= EXERCISE =
Show every line of the records that contains the word "shirt", copied in full. Matches must respect letter case.

= Dataset entries =
═══
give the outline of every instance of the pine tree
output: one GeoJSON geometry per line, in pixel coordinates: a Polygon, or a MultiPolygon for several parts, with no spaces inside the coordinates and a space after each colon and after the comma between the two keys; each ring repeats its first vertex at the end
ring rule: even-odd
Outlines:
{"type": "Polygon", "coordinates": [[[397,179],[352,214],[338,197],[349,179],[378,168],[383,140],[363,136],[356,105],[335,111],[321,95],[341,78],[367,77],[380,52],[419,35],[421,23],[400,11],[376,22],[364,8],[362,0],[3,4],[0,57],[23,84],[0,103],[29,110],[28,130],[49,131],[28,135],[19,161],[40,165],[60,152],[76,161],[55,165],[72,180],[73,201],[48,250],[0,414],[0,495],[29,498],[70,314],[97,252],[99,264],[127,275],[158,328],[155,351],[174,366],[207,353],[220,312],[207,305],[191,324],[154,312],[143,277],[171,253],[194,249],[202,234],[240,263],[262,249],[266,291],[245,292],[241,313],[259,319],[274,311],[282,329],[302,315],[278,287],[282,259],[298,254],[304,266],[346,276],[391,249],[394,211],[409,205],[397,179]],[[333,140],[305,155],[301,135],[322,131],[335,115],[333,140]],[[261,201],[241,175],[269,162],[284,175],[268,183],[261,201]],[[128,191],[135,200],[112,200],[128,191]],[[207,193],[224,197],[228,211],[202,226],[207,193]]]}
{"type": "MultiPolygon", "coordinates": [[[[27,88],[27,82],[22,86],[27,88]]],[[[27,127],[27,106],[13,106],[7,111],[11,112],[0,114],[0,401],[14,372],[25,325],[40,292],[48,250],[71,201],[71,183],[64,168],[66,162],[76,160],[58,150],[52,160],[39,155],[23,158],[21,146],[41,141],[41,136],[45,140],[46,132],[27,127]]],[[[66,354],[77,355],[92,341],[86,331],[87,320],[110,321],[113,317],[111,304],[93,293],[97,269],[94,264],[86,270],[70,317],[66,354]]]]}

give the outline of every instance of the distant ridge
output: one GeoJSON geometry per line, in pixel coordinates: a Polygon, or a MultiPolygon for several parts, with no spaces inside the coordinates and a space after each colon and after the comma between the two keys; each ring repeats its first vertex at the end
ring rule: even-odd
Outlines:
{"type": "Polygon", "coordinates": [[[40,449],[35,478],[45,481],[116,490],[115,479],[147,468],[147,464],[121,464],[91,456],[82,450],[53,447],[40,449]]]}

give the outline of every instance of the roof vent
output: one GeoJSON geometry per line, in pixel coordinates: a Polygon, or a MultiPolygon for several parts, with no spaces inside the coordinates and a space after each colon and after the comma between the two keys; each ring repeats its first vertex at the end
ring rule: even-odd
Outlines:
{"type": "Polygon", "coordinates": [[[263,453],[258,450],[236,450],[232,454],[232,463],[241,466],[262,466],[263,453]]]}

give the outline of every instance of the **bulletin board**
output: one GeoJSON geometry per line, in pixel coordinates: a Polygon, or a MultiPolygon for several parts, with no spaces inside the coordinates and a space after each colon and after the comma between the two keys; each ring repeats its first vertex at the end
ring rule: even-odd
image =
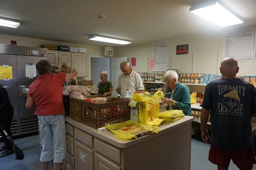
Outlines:
{"type": "Polygon", "coordinates": [[[152,56],[154,61],[152,71],[166,71],[169,63],[168,42],[155,43],[152,49],[152,56]]]}
{"type": "Polygon", "coordinates": [[[254,28],[226,34],[225,58],[233,57],[238,61],[255,60],[254,34],[254,28]]]}

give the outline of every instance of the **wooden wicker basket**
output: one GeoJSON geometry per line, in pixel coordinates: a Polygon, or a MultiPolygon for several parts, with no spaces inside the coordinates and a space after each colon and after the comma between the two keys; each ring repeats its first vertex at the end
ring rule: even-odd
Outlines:
{"type": "Polygon", "coordinates": [[[49,50],[57,50],[58,45],[51,44],[41,44],[41,47],[47,48],[49,50]]]}
{"type": "Polygon", "coordinates": [[[82,100],[69,98],[69,116],[72,119],[82,123],[83,117],[82,100]]]}

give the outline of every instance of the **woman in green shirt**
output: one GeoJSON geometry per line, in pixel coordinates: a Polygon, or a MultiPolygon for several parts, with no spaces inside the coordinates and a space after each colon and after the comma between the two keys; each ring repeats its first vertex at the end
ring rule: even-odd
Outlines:
{"type": "Polygon", "coordinates": [[[106,71],[102,71],[99,75],[101,82],[98,84],[98,88],[100,94],[111,96],[113,92],[113,85],[110,81],[106,80],[108,74],[106,71]]]}

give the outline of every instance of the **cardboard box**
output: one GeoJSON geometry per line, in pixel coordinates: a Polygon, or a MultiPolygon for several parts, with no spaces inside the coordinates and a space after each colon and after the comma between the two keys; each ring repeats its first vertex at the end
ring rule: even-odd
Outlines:
{"type": "MultiPolygon", "coordinates": [[[[131,105],[130,106],[131,106],[131,105]]],[[[140,109],[139,108],[144,108],[145,107],[144,102],[137,102],[135,106],[131,106],[131,119],[137,122],[140,122],[139,118],[140,109]]]]}
{"type": "Polygon", "coordinates": [[[78,48],[78,52],[82,53],[86,53],[86,48],[82,48],[82,47],[79,47],[78,48]]]}
{"type": "Polygon", "coordinates": [[[93,86],[93,81],[91,80],[83,80],[79,81],[77,82],[78,83],[78,85],[79,86],[93,86]]]}
{"type": "MultiPolygon", "coordinates": [[[[131,108],[132,109],[132,108],[131,108]]],[[[135,115],[133,114],[131,114],[131,120],[133,120],[136,122],[139,122],[140,120],[139,118],[139,116],[137,115],[135,115]]]]}

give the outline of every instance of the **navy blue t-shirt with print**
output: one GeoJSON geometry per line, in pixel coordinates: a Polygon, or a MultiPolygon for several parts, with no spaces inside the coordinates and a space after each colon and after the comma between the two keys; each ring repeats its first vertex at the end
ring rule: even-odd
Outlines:
{"type": "Polygon", "coordinates": [[[256,112],[256,88],[239,79],[212,81],[201,105],[210,110],[211,143],[221,149],[253,147],[251,118],[256,112]]]}

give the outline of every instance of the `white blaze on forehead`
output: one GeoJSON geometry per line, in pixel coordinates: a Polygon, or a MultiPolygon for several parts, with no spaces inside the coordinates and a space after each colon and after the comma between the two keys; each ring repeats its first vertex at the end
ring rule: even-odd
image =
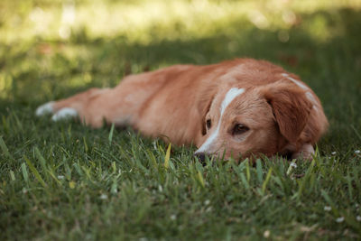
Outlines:
{"type": "Polygon", "coordinates": [[[226,108],[229,106],[229,104],[239,95],[245,92],[244,88],[232,88],[227,92],[225,98],[220,105],[220,116],[218,124],[217,125],[217,129],[212,133],[212,134],[206,140],[206,142],[197,150],[196,153],[204,153],[208,147],[213,144],[213,142],[217,139],[217,136],[219,134],[220,124],[222,122],[222,116],[225,113],[226,108]]]}
{"type": "Polygon", "coordinates": [[[74,108],[65,107],[55,113],[51,116],[52,121],[59,121],[61,119],[68,119],[78,116],[78,111],[74,108]]]}
{"type": "Polygon", "coordinates": [[[282,73],[282,76],[287,78],[288,79],[290,79],[291,81],[292,81],[293,83],[295,83],[296,85],[298,85],[299,87],[301,87],[303,89],[308,89],[307,86],[303,85],[301,82],[294,79],[293,78],[290,77],[288,74],[286,73],[282,73]]]}

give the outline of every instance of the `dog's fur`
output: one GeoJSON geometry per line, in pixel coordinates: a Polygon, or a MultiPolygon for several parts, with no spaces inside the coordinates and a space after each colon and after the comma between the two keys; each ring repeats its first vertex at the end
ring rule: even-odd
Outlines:
{"type": "Polygon", "coordinates": [[[52,119],[105,119],[175,144],[195,144],[199,156],[292,154],[310,158],[328,121],[314,92],[293,74],[264,60],[175,65],[125,77],[114,88],[91,88],[40,107],[52,119]]]}

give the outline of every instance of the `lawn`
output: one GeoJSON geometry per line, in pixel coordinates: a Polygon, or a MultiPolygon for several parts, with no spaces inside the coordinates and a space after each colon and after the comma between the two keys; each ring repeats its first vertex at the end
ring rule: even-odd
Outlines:
{"type": "Polygon", "coordinates": [[[361,238],[361,2],[0,3],[0,240],[361,238]],[[175,63],[264,59],[321,99],[313,161],[194,159],[34,110],[175,63]]]}

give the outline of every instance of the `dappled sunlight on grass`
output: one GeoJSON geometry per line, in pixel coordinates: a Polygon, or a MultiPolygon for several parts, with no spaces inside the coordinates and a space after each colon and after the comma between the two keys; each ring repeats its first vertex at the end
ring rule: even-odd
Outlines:
{"type": "Polygon", "coordinates": [[[359,0],[0,0],[0,239],[359,239],[360,23],[359,0]],[[319,97],[330,127],[312,162],[203,166],[192,147],[34,115],[125,75],[241,57],[319,97]]]}
{"type": "MultiPolygon", "coordinates": [[[[14,41],[125,35],[130,42],[147,43],[160,39],[193,39],[209,36],[240,19],[257,28],[289,29],[302,21],[301,14],[319,11],[335,12],[344,7],[359,9],[359,1],[23,1],[15,8],[11,1],[3,5],[0,40],[14,41]],[[6,11],[7,10],[7,11],[6,11]],[[19,11],[20,10],[20,11],[19,11]],[[16,30],[16,31],[14,31],[16,30]]],[[[337,15],[337,14],[335,14],[337,15]]],[[[325,19],[310,26],[310,34],[327,34],[325,19]],[[315,31],[316,28],[316,31],[315,31]]],[[[245,26],[245,27],[252,27],[245,26]]],[[[308,26],[305,26],[307,29],[308,26]]]]}

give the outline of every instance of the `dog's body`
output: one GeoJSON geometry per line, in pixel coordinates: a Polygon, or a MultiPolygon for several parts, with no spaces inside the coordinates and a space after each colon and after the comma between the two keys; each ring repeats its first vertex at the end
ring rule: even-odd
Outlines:
{"type": "Polygon", "coordinates": [[[131,75],[114,88],[92,88],[50,102],[36,114],[53,120],[104,119],[175,144],[195,144],[199,155],[303,153],[326,131],[319,98],[298,77],[267,61],[240,59],[207,66],[175,65],[131,75]]]}

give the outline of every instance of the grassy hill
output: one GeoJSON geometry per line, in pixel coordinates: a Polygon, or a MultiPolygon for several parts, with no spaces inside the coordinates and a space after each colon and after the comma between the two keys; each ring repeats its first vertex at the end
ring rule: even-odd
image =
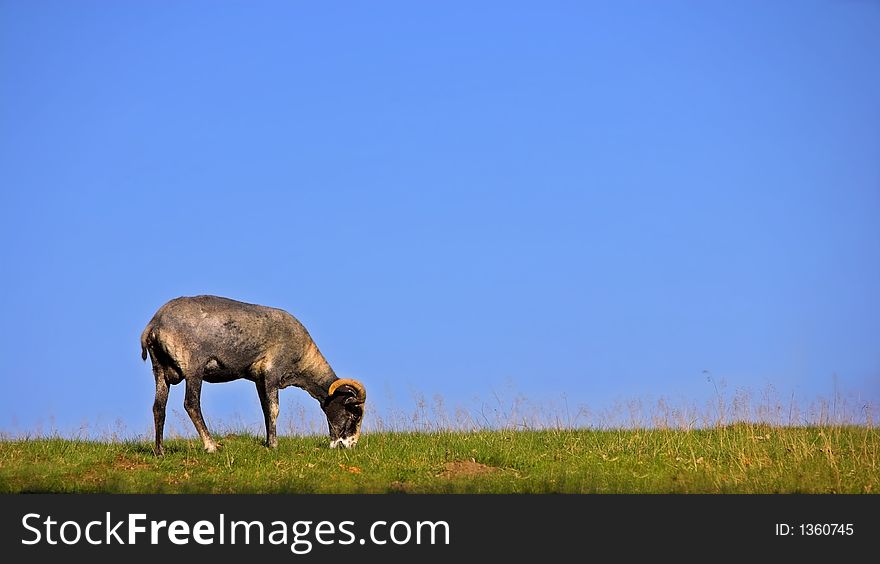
═══
= ANSWER FOR THIS EXERCISE =
give the outline of every instance of the **woman in green shirt**
give the outline of every instance of the **navy blue t-shirt with print**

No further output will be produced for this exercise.